Entries from a point annotation set
——————

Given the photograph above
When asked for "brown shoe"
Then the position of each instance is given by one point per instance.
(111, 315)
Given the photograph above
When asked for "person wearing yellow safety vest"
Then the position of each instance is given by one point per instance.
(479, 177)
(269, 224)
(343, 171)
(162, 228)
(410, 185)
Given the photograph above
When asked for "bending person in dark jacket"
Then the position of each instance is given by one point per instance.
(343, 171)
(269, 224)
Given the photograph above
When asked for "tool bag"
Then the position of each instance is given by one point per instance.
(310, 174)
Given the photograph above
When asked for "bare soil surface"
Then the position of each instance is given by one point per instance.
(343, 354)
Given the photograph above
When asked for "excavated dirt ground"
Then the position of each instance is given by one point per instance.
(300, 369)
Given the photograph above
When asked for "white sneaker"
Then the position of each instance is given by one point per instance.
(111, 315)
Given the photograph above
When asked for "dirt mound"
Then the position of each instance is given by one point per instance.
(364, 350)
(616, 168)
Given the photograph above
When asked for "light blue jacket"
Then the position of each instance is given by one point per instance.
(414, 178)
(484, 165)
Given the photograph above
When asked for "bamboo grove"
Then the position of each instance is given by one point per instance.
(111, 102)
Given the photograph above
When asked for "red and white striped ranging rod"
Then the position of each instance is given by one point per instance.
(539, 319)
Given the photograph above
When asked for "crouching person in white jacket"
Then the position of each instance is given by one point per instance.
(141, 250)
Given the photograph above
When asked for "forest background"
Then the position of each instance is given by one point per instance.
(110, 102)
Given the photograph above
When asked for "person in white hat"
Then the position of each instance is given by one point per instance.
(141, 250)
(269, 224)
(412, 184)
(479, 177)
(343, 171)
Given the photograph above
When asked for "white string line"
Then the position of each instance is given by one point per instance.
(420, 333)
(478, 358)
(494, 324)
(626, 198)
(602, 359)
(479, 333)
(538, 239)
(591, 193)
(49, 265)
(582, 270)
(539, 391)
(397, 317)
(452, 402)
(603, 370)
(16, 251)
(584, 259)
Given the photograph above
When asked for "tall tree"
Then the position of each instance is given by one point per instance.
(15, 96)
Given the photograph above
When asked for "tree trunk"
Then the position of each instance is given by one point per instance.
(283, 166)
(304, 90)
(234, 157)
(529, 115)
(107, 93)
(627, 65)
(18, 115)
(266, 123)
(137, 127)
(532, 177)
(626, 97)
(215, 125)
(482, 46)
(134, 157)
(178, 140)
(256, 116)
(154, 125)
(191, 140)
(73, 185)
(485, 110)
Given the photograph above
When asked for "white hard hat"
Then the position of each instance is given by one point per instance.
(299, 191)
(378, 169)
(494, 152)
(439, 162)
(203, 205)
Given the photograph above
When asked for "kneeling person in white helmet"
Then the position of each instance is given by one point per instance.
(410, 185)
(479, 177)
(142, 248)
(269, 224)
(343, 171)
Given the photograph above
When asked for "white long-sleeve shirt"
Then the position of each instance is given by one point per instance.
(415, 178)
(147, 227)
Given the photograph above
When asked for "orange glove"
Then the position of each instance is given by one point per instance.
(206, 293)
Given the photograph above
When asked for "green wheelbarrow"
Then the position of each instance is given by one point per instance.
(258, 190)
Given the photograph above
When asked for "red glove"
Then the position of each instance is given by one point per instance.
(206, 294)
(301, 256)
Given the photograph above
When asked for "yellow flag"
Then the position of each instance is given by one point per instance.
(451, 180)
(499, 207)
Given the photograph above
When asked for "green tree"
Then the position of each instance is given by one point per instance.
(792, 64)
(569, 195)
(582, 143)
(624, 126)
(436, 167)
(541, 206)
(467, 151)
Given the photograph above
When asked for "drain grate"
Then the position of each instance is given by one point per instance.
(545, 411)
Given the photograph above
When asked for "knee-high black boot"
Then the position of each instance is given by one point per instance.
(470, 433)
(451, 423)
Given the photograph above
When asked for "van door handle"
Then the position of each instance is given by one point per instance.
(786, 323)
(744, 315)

——————

→ What the exercise asks
Write out every line of the material again, exactly as it reads.

→ Answer in full
Given the photograph above
When asked for "brown shoe"
Then the position of each instance is given by one point per instance.
(111, 315)
Given the photograph above
When asked for "person wearing yellow safety vest"
Then the position of each instance is given by one point per instance.
(479, 177)
(269, 224)
(343, 171)
(162, 228)
(410, 185)
Given the photograph above
When asked for "bending person in dark jacket"
Then the position of each instance is given by one point per instance.
(343, 171)
(269, 224)
Given the photograph above
When asked for "tool bag"
Then the position of each instance is given by one point per instance.
(310, 174)
Given the photograph above
When asked for "bare soil surface"
Then the position of each instance is given by one point per instance.
(343, 354)
Given the photograph above
When asked for "excavated dirt ground"
Then the position of each instance is given by one point per instance.
(300, 369)
Given the photograph above
When asked for "white sneaker"
Then the position of each instance is given by one point per instance.
(111, 315)
Given the photograph above
When asked for "dirt mound"
Then the position of each instance is given by one point per instance.
(364, 350)
(616, 168)
Given the photograph above
When asked for "light blue jacket"
Then the position of each instance is given by one point per instance.
(414, 178)
(484, 165)
Given the photograph above
When asked for "bamboo grove"
Then the position of each instance is given by one point per instance.
(111, 102)
Given the photograph above
When asked for "red and white striped ranging rod"
Then the position of each instance is given by one point per instance.
(539, 319)
Given the photograph above
When asked for "crouching person in white jacket"
Then the position of each instance is given by one point per instance.
(141, 250)
Given the photograph above
When asked for "forest background"
Then the position of each instance is given by one point per instance.
(110, 102)
Given the photograph above
When asked for "person in white hat"
Then the position of each instance is given by one point per instance.
(141, 250)
(269, 224)
(412, 184)
(479, 177)
(343, 171)
Given the photograph above
When asked for "white string line"
Then the position of each instance is given by one point per instance.
(420, 333)
(478, 358)
(494, 324)
(626, 198)
(602, 359)
(479, 333)
(538, 239)
(591, 193)
(49, 265)
(582, 270)
(539, 391)
(397, 317)
(452, 402)
(603, 370)
(16, 251)
(584, 259)
Given the photograph above
When asked for "tall tree"
Then the position of each instance is given by one point per instance.
(15, 96)
Given the photograph above
When asked for "tree trunk"
Then the position of each instance is given by one point per instance.
(283, 166)
(304, 90)
(234, 157)
(529, 115)
(107, 93)
(627, 65)
(18, 115)
(266, 123)
(137, 127)
(532, 177)
(626, 97)
(215, 125)
(482, 46)
(134, 157)
(178, 140)
(256, 116)
(154, 125)
(191, 140)
(73, 185)
(485, 110)
Given the photograph above
When asked for "white hard hat"
Then the position of each instance is given by one point per instance.
(299, 191)
(378, 169)
(494, 152)
(439, 162)
(203, 205)
Given the photograph above
When asked for "kneeling person in white helmet"
Then the position of each instance is given by one point per instance.
(410, 185)
(479, 177)
(142, 248)
(269, 224)
(343, 171)
Given the photograph above
When asked for "white long-sleeve shirt"
Then the position of each instance is given by one point per instance.
(415, 178)
(147, 227)
Given the photograph above
When asked for "orange glove"
Then the position of each instance is given by one point per instance.
(206, 293)
Given the photograph above
When asked for "green wheelbarrow"
Then the position of each instance is given by one point per instance.
(258, 190)
Given the photograph above
When asked for "red glove"
Then the position of each instance is given by one point per instance.
(206, 294)
(301, 256)
Given the photograph above
When asked for "yellow flag"
Then the position of each instance is given by one point per instance.
(451, 180)
(499, 207)
Given the photograph above
When asked for "green tree"
Then the position of each instance is given by one point per instance.
(792, 64)
(569, 195)
(582, 143)
(624, 126)
(436, 167)
(541, 206)
(467, 151)
Given the photograph above
When asked for "drain grate"
Then the position of each instance is given by one point per instance.
(545, 411)
Given the photograph above
When asked for "knee-high black boot"
Then the position of each instance is given by one point per instance.
(470, 433)
(451, 423)
Given the photograph above
When asked for "van door handle"
Then the position of each instance is given by one point per instance.
(786, 323)
(744, 315)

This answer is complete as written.